Today marks the 20th anniversary of Bush v. Gore. On the case’s 10th anniversary, I remarked that perhaps the anniversary would go more unnoticed on the 20th anniversary than the 10th, as many students I teach now about the case would have been in diapers back on Dec. 12, 2000. Unfortunately, I think the shadow of Bush v. Gore now looms larger than it did 20 years ago. It’s lesson to fight in every possible court over election rules hangs over our election system, and that events in recent days could have been at least somewhat averted had we learned the right lessons from 20 years ago.
Twenty years ago, we suffered from a hyperdecentralized, partisan election system, filled with pockets of election administrator incompetence and faulty voting machinery. The good news is that the country is much better at running elections and many fewer voters have their votes lost because of poor voting systems. I don’t mean to minimize those accomplishments in this post.
But it also became clear in Bush v. Gore that in very close elections, the rules of the game matter and that in close enough elections litigating over election results is possible. What’s happened since then, according to statistics I’ve compiled for my book Election Meltdown, is a near tripling of litigation in the post-2000 period compared to the pre-2000 period. 2018 set a record for election litigation, that surely will be be broken when I compile 2020 statistics.

> Dataset excerpts
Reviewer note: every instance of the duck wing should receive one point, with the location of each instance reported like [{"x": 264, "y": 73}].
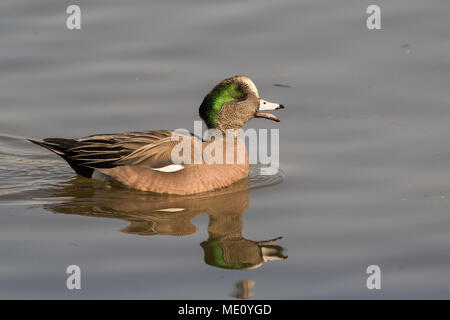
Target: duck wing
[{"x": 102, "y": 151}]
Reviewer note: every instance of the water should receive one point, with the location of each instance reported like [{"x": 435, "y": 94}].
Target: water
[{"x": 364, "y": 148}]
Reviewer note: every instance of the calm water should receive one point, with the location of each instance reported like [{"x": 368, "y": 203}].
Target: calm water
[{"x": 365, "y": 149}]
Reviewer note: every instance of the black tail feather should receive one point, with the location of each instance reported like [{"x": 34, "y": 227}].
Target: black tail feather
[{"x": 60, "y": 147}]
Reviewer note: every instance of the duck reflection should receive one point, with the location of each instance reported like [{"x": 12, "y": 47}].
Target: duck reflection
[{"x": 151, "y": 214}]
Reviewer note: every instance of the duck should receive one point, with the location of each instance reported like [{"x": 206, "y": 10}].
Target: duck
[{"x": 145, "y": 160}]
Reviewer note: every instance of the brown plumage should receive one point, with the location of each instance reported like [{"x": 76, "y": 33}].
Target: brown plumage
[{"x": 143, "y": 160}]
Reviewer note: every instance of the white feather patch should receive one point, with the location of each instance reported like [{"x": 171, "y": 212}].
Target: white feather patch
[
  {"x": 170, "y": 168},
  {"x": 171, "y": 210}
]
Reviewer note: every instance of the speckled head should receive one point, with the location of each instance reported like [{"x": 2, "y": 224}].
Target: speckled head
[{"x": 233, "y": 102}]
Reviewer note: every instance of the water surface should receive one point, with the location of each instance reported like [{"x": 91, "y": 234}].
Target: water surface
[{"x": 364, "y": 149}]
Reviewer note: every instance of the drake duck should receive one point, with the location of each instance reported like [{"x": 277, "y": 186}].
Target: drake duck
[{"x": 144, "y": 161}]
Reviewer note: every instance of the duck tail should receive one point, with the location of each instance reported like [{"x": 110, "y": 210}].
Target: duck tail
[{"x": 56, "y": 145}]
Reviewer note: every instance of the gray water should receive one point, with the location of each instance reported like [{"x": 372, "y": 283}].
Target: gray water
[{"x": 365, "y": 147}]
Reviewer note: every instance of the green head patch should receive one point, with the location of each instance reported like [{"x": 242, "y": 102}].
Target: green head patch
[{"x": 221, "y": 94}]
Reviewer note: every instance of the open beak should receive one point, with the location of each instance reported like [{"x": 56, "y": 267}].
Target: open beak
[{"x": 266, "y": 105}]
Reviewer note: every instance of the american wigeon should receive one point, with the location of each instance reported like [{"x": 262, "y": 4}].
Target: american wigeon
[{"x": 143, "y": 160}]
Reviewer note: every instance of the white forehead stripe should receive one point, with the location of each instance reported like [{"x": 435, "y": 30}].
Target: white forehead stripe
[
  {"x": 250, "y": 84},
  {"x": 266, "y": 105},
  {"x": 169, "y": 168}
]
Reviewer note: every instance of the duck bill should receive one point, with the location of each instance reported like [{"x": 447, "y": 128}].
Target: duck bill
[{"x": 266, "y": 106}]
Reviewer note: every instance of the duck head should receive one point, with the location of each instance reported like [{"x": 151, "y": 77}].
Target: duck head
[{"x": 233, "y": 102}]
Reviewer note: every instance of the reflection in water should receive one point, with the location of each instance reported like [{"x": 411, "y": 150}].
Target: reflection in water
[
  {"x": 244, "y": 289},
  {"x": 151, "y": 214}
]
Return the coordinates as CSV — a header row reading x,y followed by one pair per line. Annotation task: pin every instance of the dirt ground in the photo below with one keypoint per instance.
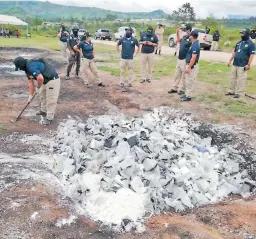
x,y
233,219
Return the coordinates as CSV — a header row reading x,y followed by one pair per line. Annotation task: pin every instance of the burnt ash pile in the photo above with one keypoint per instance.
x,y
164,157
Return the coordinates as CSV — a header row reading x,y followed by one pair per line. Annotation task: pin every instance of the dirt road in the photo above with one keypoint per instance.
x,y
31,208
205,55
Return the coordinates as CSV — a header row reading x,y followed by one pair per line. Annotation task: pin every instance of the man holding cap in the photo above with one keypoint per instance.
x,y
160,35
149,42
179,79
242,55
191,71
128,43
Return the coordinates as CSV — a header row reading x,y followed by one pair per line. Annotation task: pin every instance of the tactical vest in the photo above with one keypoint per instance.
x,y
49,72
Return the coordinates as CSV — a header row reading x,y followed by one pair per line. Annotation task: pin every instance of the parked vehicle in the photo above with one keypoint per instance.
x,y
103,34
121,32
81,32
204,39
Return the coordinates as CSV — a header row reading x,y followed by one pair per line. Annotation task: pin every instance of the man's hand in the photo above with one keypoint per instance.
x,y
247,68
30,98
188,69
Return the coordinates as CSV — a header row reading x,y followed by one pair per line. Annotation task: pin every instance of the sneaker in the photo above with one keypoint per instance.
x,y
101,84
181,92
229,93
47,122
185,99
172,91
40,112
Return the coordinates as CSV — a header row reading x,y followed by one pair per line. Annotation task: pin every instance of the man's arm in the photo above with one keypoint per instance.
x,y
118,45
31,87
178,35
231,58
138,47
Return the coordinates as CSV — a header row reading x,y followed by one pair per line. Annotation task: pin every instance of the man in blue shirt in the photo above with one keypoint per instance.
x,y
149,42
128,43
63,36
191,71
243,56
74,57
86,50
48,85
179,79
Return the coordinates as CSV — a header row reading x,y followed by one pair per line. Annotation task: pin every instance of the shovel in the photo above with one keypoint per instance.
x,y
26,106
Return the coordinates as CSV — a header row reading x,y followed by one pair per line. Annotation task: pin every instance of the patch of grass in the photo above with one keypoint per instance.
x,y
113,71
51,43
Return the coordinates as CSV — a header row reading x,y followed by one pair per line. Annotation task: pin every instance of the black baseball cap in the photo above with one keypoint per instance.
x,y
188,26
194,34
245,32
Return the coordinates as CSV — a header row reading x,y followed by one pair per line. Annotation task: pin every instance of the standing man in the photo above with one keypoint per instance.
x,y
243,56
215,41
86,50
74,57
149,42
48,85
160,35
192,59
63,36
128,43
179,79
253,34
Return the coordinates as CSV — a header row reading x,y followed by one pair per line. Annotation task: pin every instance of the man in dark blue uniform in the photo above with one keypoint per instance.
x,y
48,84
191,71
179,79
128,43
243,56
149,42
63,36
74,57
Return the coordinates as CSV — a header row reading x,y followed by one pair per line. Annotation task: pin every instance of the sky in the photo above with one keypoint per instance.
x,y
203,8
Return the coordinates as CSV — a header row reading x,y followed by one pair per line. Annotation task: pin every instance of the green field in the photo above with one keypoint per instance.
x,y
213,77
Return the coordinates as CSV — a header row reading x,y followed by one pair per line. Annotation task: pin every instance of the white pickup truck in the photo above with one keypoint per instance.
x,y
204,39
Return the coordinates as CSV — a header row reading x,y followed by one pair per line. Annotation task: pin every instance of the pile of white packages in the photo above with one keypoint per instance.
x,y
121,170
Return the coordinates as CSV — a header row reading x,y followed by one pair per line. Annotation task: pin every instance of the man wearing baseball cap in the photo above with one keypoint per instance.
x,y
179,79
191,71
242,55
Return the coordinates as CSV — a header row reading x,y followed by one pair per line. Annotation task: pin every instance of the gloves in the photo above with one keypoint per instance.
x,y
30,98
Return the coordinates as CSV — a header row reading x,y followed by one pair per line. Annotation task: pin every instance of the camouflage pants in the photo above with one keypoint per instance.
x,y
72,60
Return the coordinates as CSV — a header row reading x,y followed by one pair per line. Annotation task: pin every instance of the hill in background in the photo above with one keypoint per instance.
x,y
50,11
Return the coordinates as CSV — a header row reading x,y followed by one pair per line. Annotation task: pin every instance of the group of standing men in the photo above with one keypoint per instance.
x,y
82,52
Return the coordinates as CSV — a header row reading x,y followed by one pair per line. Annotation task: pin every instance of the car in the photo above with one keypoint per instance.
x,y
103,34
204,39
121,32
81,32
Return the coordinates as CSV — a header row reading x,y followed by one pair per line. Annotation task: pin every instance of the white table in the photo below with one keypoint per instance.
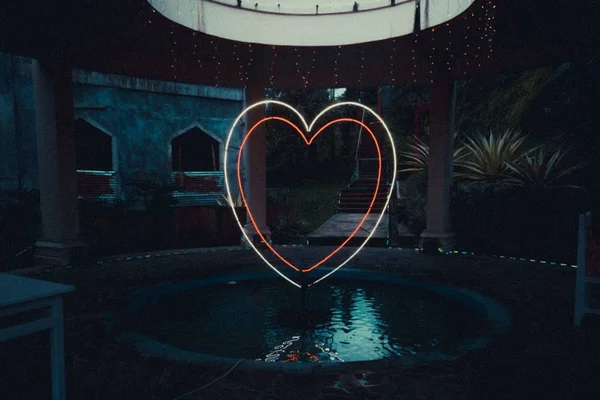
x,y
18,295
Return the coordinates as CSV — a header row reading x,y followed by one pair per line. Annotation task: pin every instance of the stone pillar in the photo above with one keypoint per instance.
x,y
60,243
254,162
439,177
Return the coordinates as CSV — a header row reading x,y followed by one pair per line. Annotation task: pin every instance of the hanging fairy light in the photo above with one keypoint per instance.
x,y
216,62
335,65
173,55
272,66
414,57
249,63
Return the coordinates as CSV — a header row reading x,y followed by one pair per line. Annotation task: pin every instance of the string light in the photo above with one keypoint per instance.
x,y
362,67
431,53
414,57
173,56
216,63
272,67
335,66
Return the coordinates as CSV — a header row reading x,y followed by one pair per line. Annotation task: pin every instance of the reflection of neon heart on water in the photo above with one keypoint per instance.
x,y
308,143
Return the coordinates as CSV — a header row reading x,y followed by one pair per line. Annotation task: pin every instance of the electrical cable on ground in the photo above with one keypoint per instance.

> Work instruction 1
In the post on the 20th anniversary of Bush v. Gore, which year is said to have set a record for election litigation?
> Work instruction 2
Do these statements agree with the post on the 20th anniversary of Bush v. Gore? Answer yes or no for each and quote the words that decide it.
(a) The country has become much better at running elections since 2000.
(b) The author thinks the shadow of Bush v. Gore looms smaller now than it did 20 years ago.
(c) Election litigation decreased in the period after 2000.
> Work instruction 3
Continue the post on the 20th anniversary of Bush v. Gore from its last sentence.

> Result 1
2018

> Result 2
(a) Yes: "The good news is that the country is much better at running elections"
(b) No: "I think the shadow of Bush v. Gore now looms larger than it did 20 years ago."
(c) No: "a near tripling of litigation in the post-2000 period compared to the pre-2000 period."

> Result 3
The difference this time around is that we didn’t even need a close election for there to be extensive litigation. All it took is someone who is unwilling to concede a lost election and a willingness to raise (and reraise) frivolous claims. While the courts and decisionmakers from both parties courageously held the line (and deserve all the commendations for it), many Republicans were willing to endorse an anti-American antidemocratic gambit to steal the election through a frivolous legal theory. It is great that the courts held, but there will be no consequences (and perhaps even rewards like a pardon for Ken Paxton) to come out of the latest debacle. And Trump’s false claims of fraud will no doubt be the predicate for a new round of voter suppression measures to come in some Republican states.
Maybe this is just Trump, and he’s sui generis and things will revert to more normalcy in running elections and considering whether to bring election litigation in future elections. But I’m skeptical.
We could have done much more to fix our broken election system after Bush v. Gore, like having national nonpartisan election administration insulated from presidential control with greater uniformity of rules. This is the model of other advanced democracies around the world. If we couldn’t go that far, Congress could have established more uniform rules for elections, which could have helped during covid. Other countries are able to run elections during a pandemic without precipitating a 5-week-and-counting national crisis.
Bush v. Gore taught political operatives the key lesson to fight over every vote, and some that it is okay to try to make it harder from some people to vote to gain political advantage. Rather than create systems that make such litigation less likely to succeed, protect voting rights, and that bolster public support for our election process, we now have quadrennial angst over whether we can avoid an election meltdown after some states pass new voting restrictions in the name of preventing phantom fraud.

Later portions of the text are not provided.